§ **Records from a data collection**
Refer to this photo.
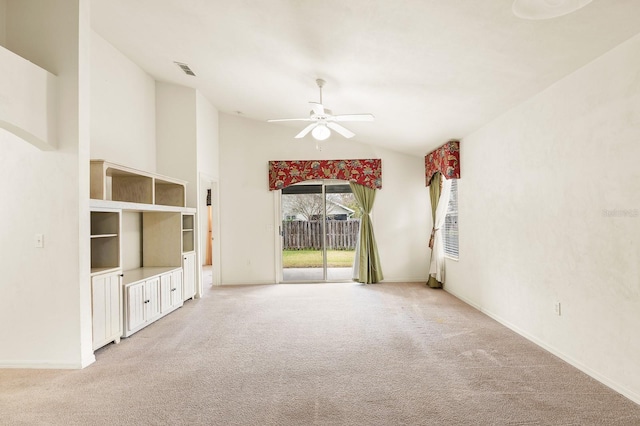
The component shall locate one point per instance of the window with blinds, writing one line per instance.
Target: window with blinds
(450, 234)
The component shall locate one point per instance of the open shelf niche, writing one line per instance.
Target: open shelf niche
(105, 240)
(113, 182)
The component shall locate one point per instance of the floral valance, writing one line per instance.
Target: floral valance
(364, 172)
(445, 160)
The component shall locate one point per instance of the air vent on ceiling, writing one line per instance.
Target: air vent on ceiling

§ **EXERCISE DIRECTIONS**
Scan the records for the string "point" and show every line that contains it.

§ **SOLUTION**
The component shall locate one point per instance of the window with blinds, writing one line per instance.
The component shall locate one point per instance of the open shelf niche, writing one line per instance.
The component shall locate one point per instance of the floral valance, writing one line per instance.
The component shall locate one point per instance of the air vent on ceiling, writing one line per instance.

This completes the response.